Extend the forum thread about adopting a rescue rabbit, picking up right after its last line.

*DOCUMENT EXTRACT*.
====
# George to have a friend!



## Kammie (Apr 4, 2009)

I've been to a rescue today (Bobtails) and have reserved Ember a big black girl who has a sad story, This is the second time she's at the rescue, the first time she came from a "crazy" lady who had too many rabbits to cope with then she was back again after a re-home where her partner had died and the lady didn't want to get another rabbit to put with her from here she came back to the rescue very overweight and is on a diet. I chose Ember although she isn't the prettiest rabbit in the world she needs a nice caring home after being back and forth to the rescue twice and I fell in love with her after a long cuddle. Just need to sort out the home check and I've asked them to do the bonding for me this time as I now have very little neutral space and after the way George behaved with Rosie I'd be happier letting someone who's bonded over 100 rabbits do it. It does mean I'll lose George for a week though whilst they do the bonding .

Ember will be mine, couldn't get a full page of just her.
http://www.bobtailsrescue.org.uk/adopt_rabbit.asp


----------



## umber (Feb 15, 2009)

Kammie I love you!

I think Ember is beautiful really I do... and I think your reasoning is so beautiful too! I bet you will be rewarded with such a loving rabbit who will hopefully be yours forever!

xxx

p.s. I guess Ill let you keep george now!


----------



## Kammie (Apr 4, 2009)

Aww thank you Umber! She's a strange rabbit although pure black she has white hairs splashed about randomly almost as if her fur is going old lady like already. She's really sweet, I sat cuddling her for ages and I thought all the babies are reserved or will find homes easily but Ember is already two so how long would she have to wait. Plus the best bit she's already litter trained!


----------



## umber (Feb 15, 2009)

Kammie said:


> Aww thank you Umber! She's a strange rabbit although pure black she has white hairs splashed about randomly almost as if her fur is going old lady like already. She's really sweet, I sat cuddling her for ages and I thought all the babies are reserved or will find homes easily but Ember is already two so how long would she have to wait. Plus the best bit she's already litter trained!


Its true... Daisy was 2 years old when I got her from the rescue and she had been waiting for 6 months!!! She has turned out to be soooo lovely and I often wonder that if she was a single house bunny the both of us would have bonded really well but ahhhhh she has Flake as her buddy and loves him to bits!


----------



## Kammie (Apr 4, 2009)

Yeah Ember has been there about 6 months and all the babies they have at the moment came in last week all of which are reserved apart from one or two so I thought she needs the chance.


----------



## kelly-m-e (Jun 18, 2009)
====
*LISTED ENTRIES*.
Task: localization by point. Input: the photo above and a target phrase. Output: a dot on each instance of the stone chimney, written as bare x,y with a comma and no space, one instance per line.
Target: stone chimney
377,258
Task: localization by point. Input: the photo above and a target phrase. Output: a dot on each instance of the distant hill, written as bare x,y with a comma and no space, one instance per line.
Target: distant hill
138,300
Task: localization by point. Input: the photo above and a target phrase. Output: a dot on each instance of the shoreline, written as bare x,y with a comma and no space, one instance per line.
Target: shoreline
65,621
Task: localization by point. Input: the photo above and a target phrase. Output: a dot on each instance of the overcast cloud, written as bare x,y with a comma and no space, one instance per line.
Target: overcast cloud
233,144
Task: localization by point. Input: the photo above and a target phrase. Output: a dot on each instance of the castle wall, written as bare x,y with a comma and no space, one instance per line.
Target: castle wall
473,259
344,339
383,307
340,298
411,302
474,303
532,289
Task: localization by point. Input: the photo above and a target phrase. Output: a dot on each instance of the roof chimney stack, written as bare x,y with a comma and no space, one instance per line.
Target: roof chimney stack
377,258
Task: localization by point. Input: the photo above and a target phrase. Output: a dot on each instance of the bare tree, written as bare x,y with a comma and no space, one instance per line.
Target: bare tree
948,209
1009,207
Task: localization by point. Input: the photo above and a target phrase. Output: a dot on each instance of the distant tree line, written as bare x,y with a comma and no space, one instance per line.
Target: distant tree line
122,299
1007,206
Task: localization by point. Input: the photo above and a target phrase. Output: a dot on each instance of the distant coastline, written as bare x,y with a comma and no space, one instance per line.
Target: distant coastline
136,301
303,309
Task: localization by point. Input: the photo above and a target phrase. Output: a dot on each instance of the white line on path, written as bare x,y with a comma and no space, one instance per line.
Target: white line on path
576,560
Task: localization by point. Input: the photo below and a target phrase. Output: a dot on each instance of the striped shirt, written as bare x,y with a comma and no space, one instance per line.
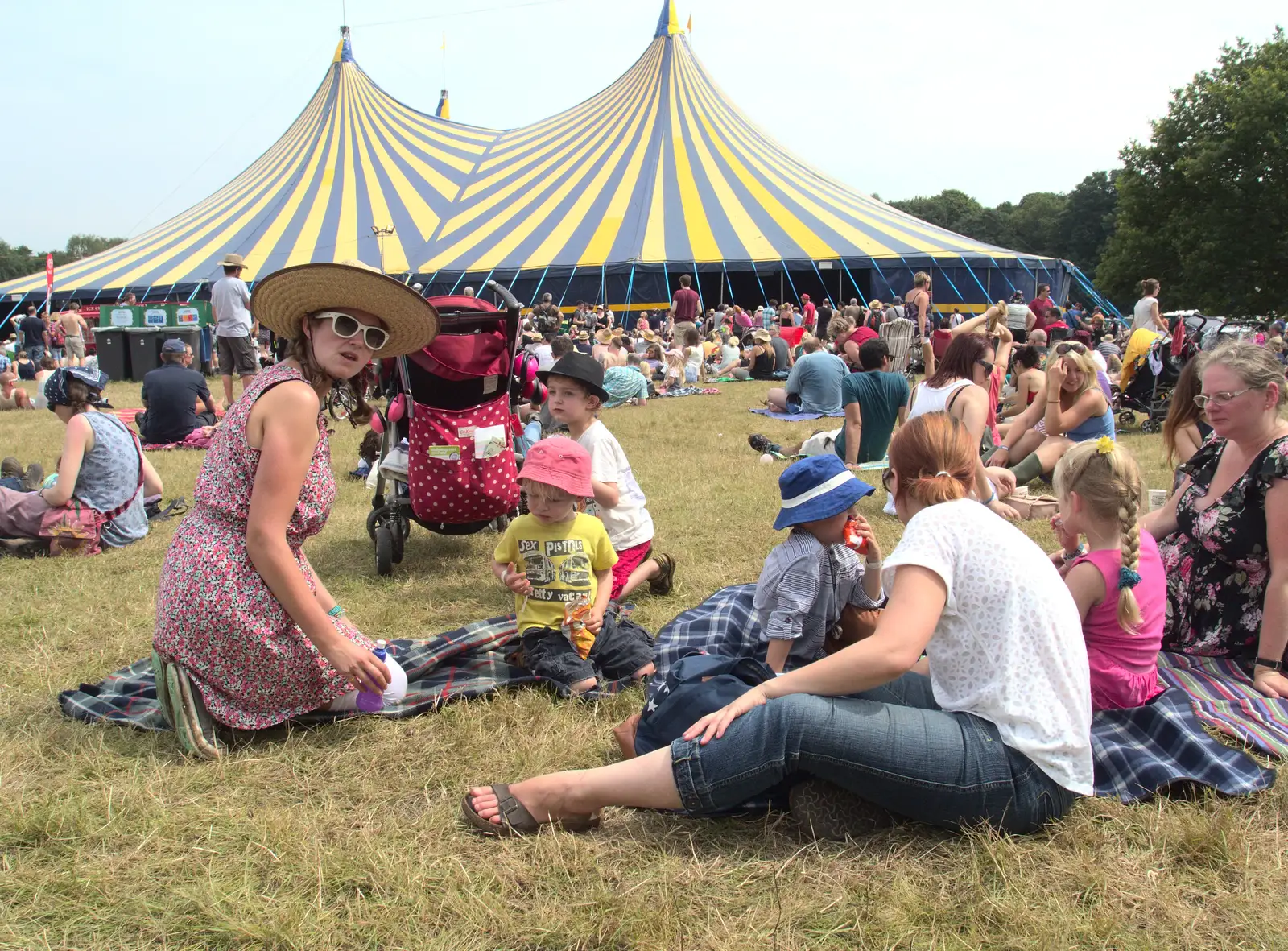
====
*ANSWER BELOW*.
Ember is gorgeous! She's soooo cute! She's the spitting image of my rabbit before ebony. she was called lucky and had the white flecks on her fur aswell. 

She's such a lucky bun to end up with a mummy like you, especially after all she's been through.


----------



## frags (Feb 5, 2009)

awwww i think she is a very pretty rabbit  well done kammie 

the white/silvery fleck normally mean she has steal in her (just colour gene)


----------



## Kammie (Apr 4, 2009)

Ooh never heard of Steel before (as a colour), I like knowing their colours even if they are only crossbreeds. Thanks Frags!


----------



## jemma_79 (Nov 1, 2009)

Aw, sounds lovely! Our lop, Clover, was our first rescue bunny three years ago (she's four and a half now), we actually went to look at her babies but felt so sorry for her; a big, fat, overweight and depressed bunny who lacked attention and love (and exercise!) She's had the time of her life over the last three years. So hopefully she'll recover from her snuffles...

We then adopted Dusty this summer after losing our cherished Dutch bun Violet. Dusty is a year and a half now... she's an English Butterfly with eye makeup like Dusty Springfield! We took her off a family who had bought Dusty and another thinking they were both girls...until Dusty had babies that the father killed. But Dusty is happy now...

Goodluck to you, George and the new bun! Gonna look at your link now...


----------



## jaxb05 (Apr 12, 2009)

Kammie, she is so beautiful and is going to such a wonderful home. She couldn't ask for a better mummy!!! I am sure George will love her. Well done. x x 
Jacqui x


----------



## emzybabe (Jun 30, 2009)

she is stunning love her big ears she looks like shes got a little continental giant in her! I'm sure your George will be very happy. Has Ember been a house bun before? I wish my local rescue had offered to bond my 2 buns


----------



## emzybabe (Jun 30, 2009)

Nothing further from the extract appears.